### WORK REQUEST
For each line of the listing, output an exact copy.

### DATA PROVIDED
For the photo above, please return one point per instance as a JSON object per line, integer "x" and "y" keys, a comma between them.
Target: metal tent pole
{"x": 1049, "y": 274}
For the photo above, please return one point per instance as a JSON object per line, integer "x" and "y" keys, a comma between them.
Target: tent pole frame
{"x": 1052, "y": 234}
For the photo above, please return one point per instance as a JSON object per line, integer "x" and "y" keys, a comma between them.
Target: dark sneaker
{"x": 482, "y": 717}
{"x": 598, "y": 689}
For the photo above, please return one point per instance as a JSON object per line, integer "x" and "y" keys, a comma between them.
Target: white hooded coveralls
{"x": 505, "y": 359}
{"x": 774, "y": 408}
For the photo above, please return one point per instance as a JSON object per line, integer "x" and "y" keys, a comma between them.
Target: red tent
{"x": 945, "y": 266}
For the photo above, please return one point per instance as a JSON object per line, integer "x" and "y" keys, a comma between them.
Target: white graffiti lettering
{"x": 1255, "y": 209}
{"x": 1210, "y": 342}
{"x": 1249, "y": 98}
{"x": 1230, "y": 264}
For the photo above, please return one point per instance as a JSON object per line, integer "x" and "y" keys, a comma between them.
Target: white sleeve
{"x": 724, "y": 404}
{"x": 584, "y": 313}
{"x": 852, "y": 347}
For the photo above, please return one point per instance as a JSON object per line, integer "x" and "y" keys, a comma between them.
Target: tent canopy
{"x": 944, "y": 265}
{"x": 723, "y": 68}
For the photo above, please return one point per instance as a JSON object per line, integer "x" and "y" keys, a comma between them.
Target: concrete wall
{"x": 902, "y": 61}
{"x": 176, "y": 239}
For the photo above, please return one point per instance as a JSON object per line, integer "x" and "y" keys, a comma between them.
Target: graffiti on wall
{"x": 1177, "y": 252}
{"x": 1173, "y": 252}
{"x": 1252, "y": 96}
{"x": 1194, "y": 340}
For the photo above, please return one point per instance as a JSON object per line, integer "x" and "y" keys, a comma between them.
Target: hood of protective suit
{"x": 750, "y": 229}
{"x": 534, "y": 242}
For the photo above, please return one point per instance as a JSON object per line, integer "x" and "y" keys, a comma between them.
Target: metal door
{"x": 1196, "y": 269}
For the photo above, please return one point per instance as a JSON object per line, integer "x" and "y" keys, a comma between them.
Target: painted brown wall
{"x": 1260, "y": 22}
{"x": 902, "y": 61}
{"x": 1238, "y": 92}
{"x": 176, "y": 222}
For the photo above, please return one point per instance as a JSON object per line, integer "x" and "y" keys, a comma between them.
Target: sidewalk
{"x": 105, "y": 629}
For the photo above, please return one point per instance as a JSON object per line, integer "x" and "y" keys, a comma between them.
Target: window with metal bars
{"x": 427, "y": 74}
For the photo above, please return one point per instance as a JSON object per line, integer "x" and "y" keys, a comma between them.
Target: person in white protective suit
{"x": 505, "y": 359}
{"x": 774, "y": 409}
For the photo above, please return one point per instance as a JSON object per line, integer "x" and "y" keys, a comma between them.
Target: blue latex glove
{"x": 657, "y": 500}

### EXPECTED OUTPUT
For the photo above, please return one point per instance as a JSON object per line, integer "x" and "y" keys, a comma between them.
Target: metal tent pole
{"x": 1049, "y": 274}
For the photo above, please return one point per instance as a JSON object per line, integer "x" and "y" keys, a comma between them.
Target: tent pole frame
{"x": 1052, "y": 234}
For the photo above, please return one point per instance as a JSON object per line, integer "x" and "y" keys, a comma between them.
Target: dark sneaker
{"x": 482, "y": 717}
{"x": 598, "y": 689}
For the photo above, please return one point per instance as a JSON object per line, integer "x" and "y" keys, a comma between them.
Target: white hooded coveralls
{"x": 505, "y": 359}
{"x": 774, "y": 408}
For the photo above, please return one point per instance as a JSON object per line, integer "x" and "y" keys, a comma between them.
Target: red tent
{"x": 945, "y": 266}
For the photo above, please return one point per instance as a JSON object per line, integer "x" and "y" keys, a comma between them.
Target: white graffiti lettering
{"x": 1255, "y": 209}
{"x": 1210, "y": 342}
{"x": 1249, "y": 98}
{"x": 1230, "y": 264}
For the photo above, please return one point per instance as a JSON object per line, integer "x" and "y" keys, a comma between them.
Target: white sleeve
{"x": 724, "y": 404}
{"x": 584, "y": 313}
{"x": 852, "y": 347}
For the photo above, please return one point per instance as a JSON object per line, integer "x" and "y" keys, a comma between them.
Target: tent canopy
{"x": 944, "y": 265}
{"x": 723, "y": 68}
For the photo above, please return one point per instance as a JSON object per line, integer "x" and "y" keys, a comma between them.
Target: concrete wall
{"x": 902, "y": 61}
{"x": 176, "y": 239}
For the photo above, please return one point per instance as a JSON object per line, integer "x" and "y" keys, a comma between them.
Target: graffiti on wall
{"x": 1177, "y": 252}
{"x": 1173, "y": 252}
{"x": 1252, "y": 96}
{"x": 1194, "y": 340}
For the photo above, please return one point per instance as a JSON object per line, integer "x" and "y" keys, a comma between them.
Target: hood of protective suit
{"x": 750, "y": 229}
{"x": 534, "y": 242}
For the photo above, please return one point per instance as a JSON object per line, integer "x" and "y" keys, a comma between them.
Target: metal door
{"x": 1196, "y": 269}
For the photo above, please return one point per instance as a JSON object per line, integer "x" and "y" keys, a comma between them.
Target: painted brown wall
{"x": 1260, "y": 22}
{"x": 902, "y": 61}
{"x": 1238, "y": 92}
{"x": 176, "y": 222}
For the photo above, please return one point per instance as a JSON object per line, integer "x" and "y" keys, a comma between them.
Target: sidewalk
{"x": 105, "y": 629}
For the photo above, please return one point per instance as a JSON object per line, integer "x" and "y" keys, a comma between them.
Target: window with metal bars
{"x": 427, "y": 74}
For the photo above, please return one point per instance as a JSON object per line, integer "x" and "y" keys, a comma between them.
Target: person in white protective suit
{"x": 505, "y": 359}
{"x": 774, "y": 409}
For the photo above, please return one point per instance as a JSON object per line, integer "x" and "y" keys, a comma between them.
Target: blue latex glove
{"x": 657, "y": 500}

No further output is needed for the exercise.